Records from a data collection:
───

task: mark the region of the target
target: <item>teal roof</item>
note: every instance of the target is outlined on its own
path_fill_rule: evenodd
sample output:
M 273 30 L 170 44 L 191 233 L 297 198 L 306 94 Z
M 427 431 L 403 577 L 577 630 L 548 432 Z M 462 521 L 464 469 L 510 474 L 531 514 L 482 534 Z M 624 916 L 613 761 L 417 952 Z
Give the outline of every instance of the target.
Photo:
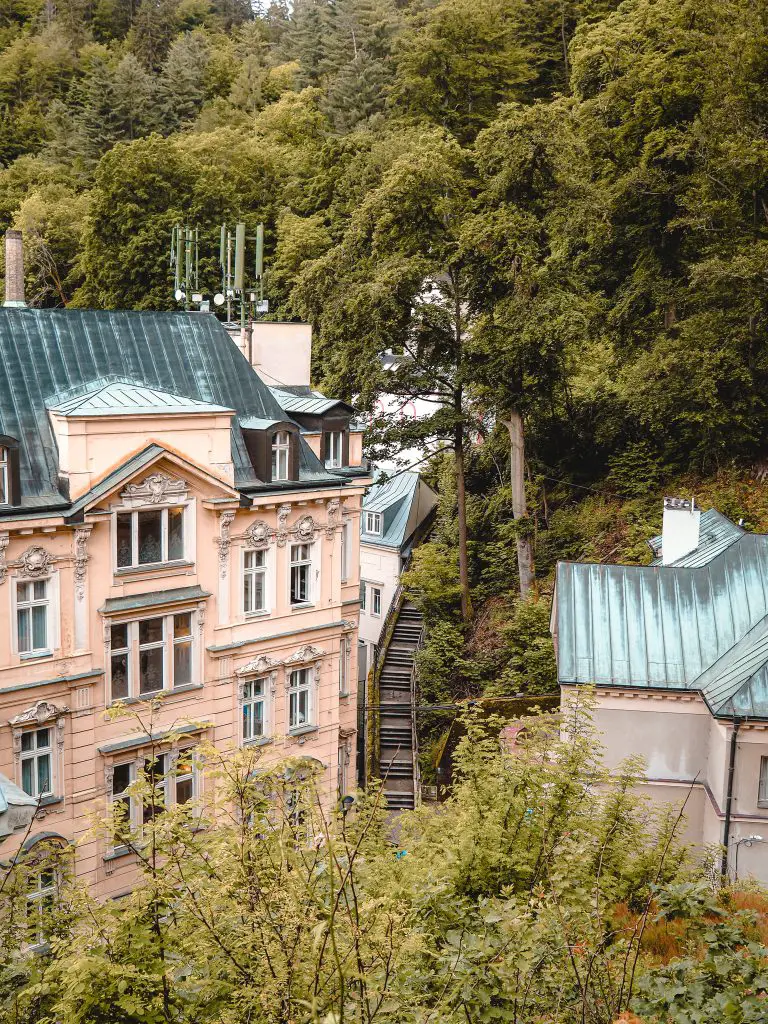
M 388 548 L 401 548 L 411 538 L 414 530 L 426 518 L 437 504 L 437 498 L 431 489 L 422 486 L 428 492 L 425 507 L 412 513 L 414 501 L 419 492 L 420 478 L 418 473 L 407 471 L 391 477 L 381 483 L 374 483 L 368 488 L 363 498 L 363 512 L 378 512 L 382 519 L 382 532 L 366 532 L 366 517 L 360 517 L 360 541 L 362 544 L 374 544 Z M 410 528 L 409 528 L 410 527 Z
M 319 391 L 310 391 L 307 389 L 304 391 L 298 388 L 293 391 L 286 391 L 282 388 L 270 388 L 269 389 L 275 398 L 278 400 L 283 409 L 288 412 L 305 413 L 310 416 L 322 416 L 328 412 L 329 409 L 335 408 L 337 405 L 341 406 L 342 409 L 352 412 L 352 406 L 347 405 L 346 402 L 340 401 L 338 398 L 326 398 L 325 395 L 321 395 Z
M 152 414 L 232 412 L 223 405 L 211 405 L 170 391 L 117 377 L 114 374 L 72 388 L 46 402 L 51 412 L 61 416 L 126 416 Z
M 130 594 L 128 597 L 108 597 L 99 611 L 103 615 L 116 615 L 118 612 L 161 608 L 182 601 L 202 601 L 210 596 L 209 591 L 200 586 L 174 587 L 170 590 L 152 590 L 146 594 Z
M 716 715 L 768 718 L 768 536 L 711 550 L 698 565 L 561 562 L 560 682 L 694 690 Z
M 713 558 L 725 551 L 727 547 L 737 541 L 744 533 L 744 530 L 736 523 L 732 523 L 727 516 L 718 512 L 716 508 L 707 509 L 701 513 L 699 520 L 699 544 L 698 547 L 672 565 L 706 565 Z M 661 535 L 654 537 L 648 542 L 654 552 L 661 551 Z M 656 558 L 654 565 L 661 565 L 661 558 Z
M 0 775 L 0 814 L 5 814 L 9 807 L 36 807 L 37 800 L 25 793 L 20 786 L 5 776 Z
M 147 396 L 181 397 L 190 408 L 203 403 L 237 416 L 286 419 L 213 314 L 0 308 L 0 433 L 19 441 L 22 507 L 62 505 L 47 407 L 67 403 L 72 389 L 95 401 L 105 380 L 130 381 Z M 236 487 L 264 486 L 236 420 L 232 459 Z M 299 463 L 300 482 L 339 483 L 304 441 Z

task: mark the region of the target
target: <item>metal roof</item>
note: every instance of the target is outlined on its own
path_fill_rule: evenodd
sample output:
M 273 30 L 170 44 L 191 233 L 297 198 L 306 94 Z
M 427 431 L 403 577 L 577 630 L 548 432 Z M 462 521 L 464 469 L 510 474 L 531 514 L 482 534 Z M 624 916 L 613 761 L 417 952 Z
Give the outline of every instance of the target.
M 0 775 L 0 814 L 5 814 L 9 807 L 37 807 L 37 800 L 6 775 Z M 0 837 L 5 838 L 2 833 Z
M 286 418 L 213 314 L 0 308 L 0 433 L 19 441 L 22 506 L 62 500 L 46 403 L 58 405 L 73 388 L 93 389 L 104 378 L 238 416 Z M 338 482 L 306 442 L 301 449 L 302 482 Z M 235 486 L 259 487 L 236 421 L 232 459 Z
M 347 405 L 338 398 L 326 398 L 319 391 L 284 391 L 282 388 L 270 388 L 277 401 L 288 412 L 306 413 L 311 416 L 322 416 L 329 409 L 340 405 L 343 409 L 352 412 L 352 406 Z
M 556 626 L 561 683 L 695 690 L 717 715 L 768 718 L 766 535 L 695 566 L 561 562 Z
M 61 416 L 125 416 L 152 414 L 232 412 L 223 405 L 211 405 L 184 395 L 175 395 L 160 388 L 111 374 L 72 388 L 63 395 L 48 399 L 46 406 Z
M 699 520 L 699 543 L 694 551 L 682 558 L 672 562 L 672 565 L 697 566 L 706 565 L 713 558 L 725 551 L 727 547 L 737 541 L 744 534 L 744 530 L 736 523 L 732 523 L 727 516 L 718 512 L 716 508 L 707 509 L 701 513 Z M 653 551 L 661 551 L 661 535 L 653 537 L 648 541 Z M 654 559 L 653 565 L 661 565 L 661 558 Z
M 417 497 L 420 484 L 428 492 L 428 500 L 426 507 L 419 510 L 418 520 L 413 522 L 412 529 L 409 530 L 409 523 L 412 522 L 411 513 L 414 511 L 414 499 Z M 368 488 L 363 498 L 363 512 L 380 513 L 382 532 L 381 534 L 366 532 L 366 517 L 362 515 L 360 517 L 360 542 L 388 548 L 400 548 L 436 505 L 437 497 L 434 492 L 421 481 L 418 473 L 410 470 L 399 473 L 381 483 L 374 483 Z
M 141 608 L 160 608 L 180 601 L 202 601 L 210 597 L 200 586 L 174 587 L 171 590 L 153 590 L 146 594 L 130 594 L 128 597 L 108 597 L 99 611 L 103 615 L 118 612 L 133 612 Z

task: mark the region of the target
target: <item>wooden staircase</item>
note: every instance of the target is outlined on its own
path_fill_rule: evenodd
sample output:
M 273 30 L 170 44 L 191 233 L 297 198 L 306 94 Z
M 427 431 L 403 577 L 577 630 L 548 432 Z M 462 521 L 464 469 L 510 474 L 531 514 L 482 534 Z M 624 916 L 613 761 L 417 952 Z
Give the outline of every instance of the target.
M 416 805 L 418 763 L 415 656 L 424 624 L 419 609 L 404 601 L 383 652 L 379 675 L 379 776 L 390 810 Z

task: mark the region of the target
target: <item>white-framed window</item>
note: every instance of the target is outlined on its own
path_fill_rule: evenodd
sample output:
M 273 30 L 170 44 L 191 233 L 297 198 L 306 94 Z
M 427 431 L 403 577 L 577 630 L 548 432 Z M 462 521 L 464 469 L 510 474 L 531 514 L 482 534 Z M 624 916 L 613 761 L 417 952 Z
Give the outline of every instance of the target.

───

### [INSTRUCTIONS FOR THE TASK]
Leave out the pictures and retype every line above exactly.

### [SOLUTION BELOW]
task: mark the region of the target
target: <item>teal roof</item>
note: every instance of the target is outlined on its own
path_fill_rule: evenodd
sample output:
M 273 30 L 170 44 L 191 233 L 297 198 L 306 94 Z
M 427 431 L 403 577 L 577 630 L 548 432 Z M 462 521 L 464 469 L 510 474 L 531 514 L 482 534 Z M 624 916 L 613 761 L 417 952 Z
Give the outline of every instance of the target.
Photo:
M 388 548 L 401 548 L 411 538 L 414 530 L 426 518 L 437 504 L 437 498 L 431 489 L 422 486 L 428 492 L 425 507 L 412 513 L 414 501 L 419 492 L 420 478 L 418 473 L 407 471 L 391 477 L 381 483 L 374 483 L 368 488 L 363 498 L 363 512 L 378 512 L 382 519 L 382 532 L 366 532 L 366 517 L 360 517 L 360 541 L 362 544 L 374 544 Z M 410 528 L 409 528 L 410 527 Z
M 319 391 L 310 391 L 307 389 L 304 391 L 298 388 L 293 391 L 286 391 L 282 388 L 270 388 L 269 389 L 275 398 L 278 400 L 283 409 L 288 412 L 305 413 L 310 416 L 322 416 L 328 412 L 329 409 L 335 408 L 337 405 L 341 406 L 342 409 L 352 412 L 352 406 L 347 405 L 346 402 L 340 401 L 338 398 L 326 398 L 325 395 L 321 395 Z
M 152 414 L 232 412 L 223 405 L 211 405 L 170 391 L 117 377 L 114 374 L 72 388 L 46 402 L 51 412 L 61 416 L 126 416 Z
M 130 594 L 128 597 L 108 597 L 99 611 L 103 615 L 116 615 L 118 612 L 161 608 L 182 601 L 202 601 L 210 596 L 209 591 L 200 586 L 174 587 L 170 590 L 152 590 L 146 594 Z
M 716 715 L 768 718 L 768 536 L 711 550 L 698 565 L 561 562 L 560 682 L 694 690 Z
M 713 558 L 725 551 L 727 547 L 737 541 L 744 533 L 744 530 L 736 523 L 732 523 L 727 516 L 718 512 L 716 508 L 707 509 L 701 513 L 699 520 L 699 544 L 698 547 L 672 565 L 706 565 Z M 661 535 L 654 537 L 648 542 L 654 552 L 661 551 Z M 656 558 L 654 565 L 661 565 L 661 558 Z
M 0 775 L 0 814 L 5 814 L 9 807 L 36 807 L 37 800 L 25 793 L 20 786 L 5 776 Z
M 147 396 L 181 397 L 190 408 L 203 403 L 237 416 L 286 419 L 213 314 L 0 308 L 0 433 L 19 441 L 22 507 L 62 505 L 47 407 L 67 403 L 72 389 L 95 401 L 105 380 L 130 381 Z M 236 487 L 264 486 L 236 420 L 232 459 Z M 299 463 L 300 482 L 339 483 L 304 441 Z

task: mark the region of the target
target: <item>metal roof</item>
note: every instance of the target is outlined on its own
path_fill_rule: evenodd
sample output:
M 273 30 L 170 44 L 191 233 L 297 198 L 306 94 Z
M 427 431 L 403 577 L 577 630 L 548 432 Z M 462 521 L 464 469 L 510 474 L 531 514 L 482 534 Z M 624 916 L 613 761 L 417 952 Z
Give the outline of every instance of the target.
M 0 775 L 0 814 L 5 814 L 9 807 L 37 807 L 37 800 L 6 775 Z M 0 837 L 5 838 L 2 833 Z
M 286 418 L 213 314 L 0 308 L 0 433 L 19 441 L 22 506 L 62 500 L 46 403 L 58 405 L 73 388 L 93 389 L 104 378 L 238 416 Z M 338 482 L 306 442 L 301 449 L 302 482 Z M 235 486 L 259 487 L 236 421 L 232 459 Z
M 347 405 L 338 398 L 326 398 L 319 391 L 284 391 L 282 388 L 270 388 L 277 401 L 288 412 L 306 413 L 311 416 L 322 416 L 329 409 L 340 405 L 343 409 L 352 412 L 352 406 Z
M 556 626 L 561 683 L 695 690 L 717 715 L 768 718 L 766 535 L 695 566 L 561 562 Z
M 61 416 L 125 416 L 152 414 L 232 412 L 223 405 L 211 405 L 184 395 L 175 395 L 160 388 L 111 374 L 72 388 L 63 395 L 48 399 L 46 406 Z
M 699 520 L 699 543 L 694 551 L 682 558 L 672 562 L 672 565 L 697 566 L 706 565 L 713 558 L 725 551 L 727 547 L 737 541 L 744 534 L 744 530 L 736 523 L 732 523 L 727 516 L 718 512 L 716 508 L 707 509 L 701 513 Z M 653 551 L 661 551 L 661 535 L 653 537 L 648 541 Z M 654 559 L 653 565 L 661 565 L 661 558 Z
M 417 497 L 420 484 L 428 492 L 428 500 L 426 507 L 419 510 L 418 520 L 413 522 L 412 529 L 409 530 L 409 523 L 412 522 L 411 513 L 414 511 L 414 499 Z M 368 488 L 363 498 L 363 512 L 380 513 L 382 532 L 381 534 L 366 532 L 366 517 L 362 515 L 360 517 L 360 542 L 388 548 L 400 548 L 436 505 L 437 497 L 434 492 L 421 481 L 418 473 L 410 470 L 399 473 L 381 483 L 374 483 Z
M 141 608 L 160 608 L 180 601 L 202 601 L 210 597 L 200 586 L 174 587 L 171 590 L 153 590 L 146 594 L 130 594 L 128 597 L 108 597 L 99 611 L 103 615 L 118 612 L 133 612 Z

task: mark the region of the target
target: <item>wooden staircase</item>
note: every instance of the target is outlined on its own
path_fill_rule: evenodd
sample output:
M 273 30 L 170 44 L 191 233 L 297 198 L 306 94 Z
M 427 431 L 403 577 L 577 630 L 548 432 Z M 462 521 L 464 469 L 510 474 L 531 514 L 482 534 Z M 624 916 L 613 761 L 417 952 Z
Give the outline of every instance of the target.
M 416 805 L 418 763 L 415 656 L 424 624 L 419 609 L 404 601 L 383 652 L 379 675 L 379 776 L 390 810 Z

task: mark the region of the target
target: <item>white-framed window</item>
note: every instance of the target is outlined on its own
path_fill_rule: evenodd
sample output:
M 273 30 L 170 44 L 191 233 L 297 198 L 306 94 Z
M 427 431 L 403 577 L 577 630 L 548 432 Z M 462 521 L 464 469 L 510 474 L 531 514 L 482 534 Z M 624 916 L 613 761 L 417 952 Z
Give the outline of every instance of the target.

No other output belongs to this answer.